Directions for this task — Recast the entries below as a two-column CSV headed input,output, with one row per entry. Put each entry's text under input and its answer under output, enclose every field in double quotes, and replace line breaks with spaces.

BEGIN Data listing

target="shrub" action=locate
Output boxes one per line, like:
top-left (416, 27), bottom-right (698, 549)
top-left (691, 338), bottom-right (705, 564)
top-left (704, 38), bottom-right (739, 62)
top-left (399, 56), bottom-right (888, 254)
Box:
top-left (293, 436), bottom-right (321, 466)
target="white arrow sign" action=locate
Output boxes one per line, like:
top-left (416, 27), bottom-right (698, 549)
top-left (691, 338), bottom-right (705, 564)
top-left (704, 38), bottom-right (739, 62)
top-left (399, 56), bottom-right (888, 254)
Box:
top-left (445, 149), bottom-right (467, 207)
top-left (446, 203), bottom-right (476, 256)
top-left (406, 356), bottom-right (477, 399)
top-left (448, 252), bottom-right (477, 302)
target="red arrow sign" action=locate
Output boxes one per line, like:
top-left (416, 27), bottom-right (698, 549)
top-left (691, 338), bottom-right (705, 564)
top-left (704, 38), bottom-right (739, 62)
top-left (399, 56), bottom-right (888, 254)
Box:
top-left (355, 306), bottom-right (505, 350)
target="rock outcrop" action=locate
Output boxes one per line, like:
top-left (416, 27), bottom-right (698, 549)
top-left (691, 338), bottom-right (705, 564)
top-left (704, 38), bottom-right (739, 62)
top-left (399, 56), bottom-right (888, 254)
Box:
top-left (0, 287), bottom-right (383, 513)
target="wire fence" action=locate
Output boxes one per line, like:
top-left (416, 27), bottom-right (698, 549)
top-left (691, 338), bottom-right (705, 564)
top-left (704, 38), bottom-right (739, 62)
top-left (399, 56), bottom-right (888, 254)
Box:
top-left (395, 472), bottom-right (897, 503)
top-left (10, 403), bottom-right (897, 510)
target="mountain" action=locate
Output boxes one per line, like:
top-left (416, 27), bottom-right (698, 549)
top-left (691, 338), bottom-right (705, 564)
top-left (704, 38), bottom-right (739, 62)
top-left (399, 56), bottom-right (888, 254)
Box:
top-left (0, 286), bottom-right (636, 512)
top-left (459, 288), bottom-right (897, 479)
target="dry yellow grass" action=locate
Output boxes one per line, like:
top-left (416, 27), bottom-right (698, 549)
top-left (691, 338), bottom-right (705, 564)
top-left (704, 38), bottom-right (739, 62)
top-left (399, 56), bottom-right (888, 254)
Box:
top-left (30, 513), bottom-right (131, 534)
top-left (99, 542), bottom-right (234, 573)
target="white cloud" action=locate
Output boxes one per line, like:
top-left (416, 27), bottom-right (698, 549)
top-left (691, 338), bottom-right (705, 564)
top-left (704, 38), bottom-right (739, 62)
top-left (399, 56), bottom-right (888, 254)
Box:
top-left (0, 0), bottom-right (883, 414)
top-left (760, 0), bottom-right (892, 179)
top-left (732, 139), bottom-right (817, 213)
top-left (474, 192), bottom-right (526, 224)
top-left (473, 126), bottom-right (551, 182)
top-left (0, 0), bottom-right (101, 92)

END Data listing

Answer for the task —
input,output
"target=""shrub"" action=locate Output boxes one per line, like: top-left (416, 27), bottom-right (698, 549) top-left (691, 338), bottom-right (705, 564) top-left (704, 38), bottom-right (739, 62) top-left (399, 56), bottom-right (888, 254) Box:","top-left (293, 436), bottom-right (321, 466)"
"target=""white arrow sign"" action=locate Output boxes one per line, like: top-left (416, 27), bottom-right (698, 549) top-left (691, 338), bottom-right (705, 564) top-left (704, 38), bottom-right (739, 62) top-left (399, 56), bottom-right (888, 254) Box:","top-left (445, 149), bottom-right (467, 207) top-left (446, 203), bottom-right (476, 256) top-left (406, 356), bottom-right (477, 399) top-left (448, 252), bottom-right (477, 302)"
"target=""red arrow sign"" action=locate Output boxes one per line, like: top-left (416, 27), bottom-right (698, 549) top-left (691, 338), bottom-right (705, 564) top-left (704, 38), bottom-right (739, 62) top-left (399, 56), bottom-right (888, 254) Box:","top-left (355, 306), bottom-right (505, 350)"
"target=""rock outcrop"" action=locate Output boxes one per line, like: top-left (416, 27), bottom-right (698, 549) top-left (691, 338), bottom-right (705, 564) top-left (704, 38), bottom-right (739, 62) top-left (399, 56), bottom-right (888, 254) Box:","top-left (0, 287), bottom-right (383, 513)"
"target=""wire fence"" action=locate Output boxes one per line, like: top-left (416, 27), bottom-right (698, 549) top-left (691, 338), bottom-right (705, 564) top-left (704, 38), bottom-right (739, 62) top-left (399, 56), bottom-right (888, 254) Box:","top-left (395, 472), bottom-right (897, 503) top-left (10, 403), bottom-right (897, 510)"
"target=""mountain"" action=locate Output boxes one per line, like: top-left (416, 27), bottom-right (698, 549) top-left (691, 338), bottom-right (705, 564) top-left (704, 38), bottom-right (739, 62) top-left (399, 56), bottom-right (888, 254) Box:","top-left (0, 286), bottom-right (636, 512) top-left (459, 288), bottom-right (897, 479)"
"target=""dry yellow grass"" action=locate Output boxes one per line, like: top-left (416, 27), bottom-right (698, 549) top-left (691, 338), bottom-right (705, 564) top-left (704, 38), bottom-right (739, 62) top-left (399, 56), bottom-right (888, 254) Box:","top-left (30, 513), bottom-right (131, 534) top-left (99, 542), bottom-right (234, 573)"
"target=""white cloud"" action=locate Output boxes one per line, like: top-left (416, 27), bottom-right (698, 549) top-left (691, 338), bottom-right (705, 564) top-left (704, 38), bottom-right (739, 62) top-left (399, 56), bottom-right (888, 254) Box:","top-left (0, 0), bottom-right (883, 414) top-left (760, 0), bottom-right (892, 179) top-left (732, 139), bottom-right (817, 213) top-left (474, 192), bottom-right (526, 224) top-left (473, 126), bottom-right (551, 182) top-left (0, 0), bottom-right (101, 92)"